(GIVEN PASSAGE)

Our Blog

Advice to help you live your healthiest life, covering fitness, nutrition, mental health, self-care and much more.

Beyond a Burst of Energy – The Real Dangers of Energy Drinks

The popularity and increased use of energy drinks among youth in Nova Scotia is a growing concern for physicians.

It’s no secret that these highly-caffeinated beverages present significant health risks to children and youth that respectively make up the demographic groups receiving the focus of the industry’s marketing efforts. Too much caffeine can result in nausea and vomiting and/or heart irregularities and anxiety. A small amount of caffeine could also cause sleeping problems, headaches, irritability and nervousness.

Highly-caffeinated beverages, or energy drinks, have been reported in association with serious adverse effects, especially in children, adolescents, and young adults with seizures, diabetes, cardiac abnormalities, or mood and behavior disorder with those who take certain medications.

A report published in the Journal of the American Academy of Pediatrics states that of the 5,448 US caffeine overdoses reported in 2007, 46 per cent occurred in those younger than 19 years.

There is a misconception among many energy drink consumers that caffeinated drinks are natural and wholesome – a message reinforced through industry advertising, and the use of words such as “herbal” in the product description, building on the misconception that herbal is harmless. This simply isn’t the case.

How Much Is Too Much?

The levels of caffeine found within some energy drinks contain as much as levels found within 14 cans of Coca-Cola. This translates to levels of up to 360 milligrams per serving.  Health Canada currently recommends the maximum daily caffeine intake for kids under 12 is 2.5 milligrams per kilogram of body weight. So a youth who is 54 kilograms should not consume more than 136 milligrams of caffeine daily.

It can be easy to over consume caffeine as many beverages contain above the recommended maximum daily consumption. Some energy drinks contain 360 milligrams of caffeine, more than twice the recommended daily intake.

Recently, Hockey Nova Scotia, spoke out about their concerns, wanting to “crack down on energy drink use among young players”.  Their current initiative to educate coaches, parents and players alike of the dangers with energy drinks is seen as a positive move within the medical community.

Caffeinated Alcohol Drinks

The consumption of caffeinated alcohol is a significant issue in Nova Scotia with a direct link between the consumption of caffeinated alcohol and increased injury levels. In fact, a recent report in the Canadian Medical Association Journal proves that 25 per cent of Nova Scotia’s youth in high school are mixing energy drinks with alcohol.

(End GIVEN PASSAGE)
(RECORD EXCERPTS)

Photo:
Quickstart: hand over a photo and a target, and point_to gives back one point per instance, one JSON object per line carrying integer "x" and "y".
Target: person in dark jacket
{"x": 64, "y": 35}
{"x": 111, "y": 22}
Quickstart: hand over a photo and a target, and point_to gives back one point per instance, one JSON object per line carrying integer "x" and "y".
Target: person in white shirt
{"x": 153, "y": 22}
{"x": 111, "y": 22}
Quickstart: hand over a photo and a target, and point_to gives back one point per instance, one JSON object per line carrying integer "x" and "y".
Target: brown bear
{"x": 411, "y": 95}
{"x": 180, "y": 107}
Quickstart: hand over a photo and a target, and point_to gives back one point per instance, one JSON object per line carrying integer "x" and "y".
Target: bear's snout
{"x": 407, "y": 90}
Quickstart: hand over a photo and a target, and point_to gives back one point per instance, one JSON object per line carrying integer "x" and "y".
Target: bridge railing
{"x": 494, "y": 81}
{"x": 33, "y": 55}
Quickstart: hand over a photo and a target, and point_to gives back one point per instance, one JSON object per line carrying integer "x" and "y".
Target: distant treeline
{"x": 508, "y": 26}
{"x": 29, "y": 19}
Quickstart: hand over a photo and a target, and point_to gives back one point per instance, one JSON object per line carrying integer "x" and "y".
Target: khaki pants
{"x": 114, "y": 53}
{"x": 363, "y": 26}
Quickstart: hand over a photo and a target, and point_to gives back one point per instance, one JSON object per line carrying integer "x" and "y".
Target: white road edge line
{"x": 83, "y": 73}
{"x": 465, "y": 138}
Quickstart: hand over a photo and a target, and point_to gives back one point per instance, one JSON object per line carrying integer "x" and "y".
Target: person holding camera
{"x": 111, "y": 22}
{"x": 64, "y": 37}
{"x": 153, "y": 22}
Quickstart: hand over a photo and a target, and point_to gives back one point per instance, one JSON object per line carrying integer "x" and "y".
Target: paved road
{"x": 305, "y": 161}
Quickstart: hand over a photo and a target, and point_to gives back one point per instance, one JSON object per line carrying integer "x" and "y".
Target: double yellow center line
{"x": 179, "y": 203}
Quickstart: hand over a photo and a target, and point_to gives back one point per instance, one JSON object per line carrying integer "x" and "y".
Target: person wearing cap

(End RECORD EXCERPTS)

**WORK ORDER:** Write the next part of the article on the dangers of energy drinks, picking up after its last sentence.

**RESPONSE:**
Pre-mixed caffeinated alcohol drinks typically contain higher alcohol amounts than beer, at five to 12 per cent and have high caffeine levels, the actual amount which is often not reported. The existence of a legal “loophole” within Health Canada regulations under the Food and Drugs Act allows caffeine sources defined as natural  (a common source being guarana)to be sold within alcohol products.  While Health Canada has not approved the sale of any pre-mixed alcoholic energy drinks for sale, this loophole allows caffeine in alcohol beverages if derived from such natural sources as guarana.

Caffeinated Alcohol and Injury

With the combined effects of a stimulant found in caffeine and a depressant found in alcohol the subjective feeling of alcohol intoxication is diminished without reducing actual alcohol-related impairment.  The result for those ingesting these drinks is increased consumption of alcohol, resulting in a “wide awake drunk”.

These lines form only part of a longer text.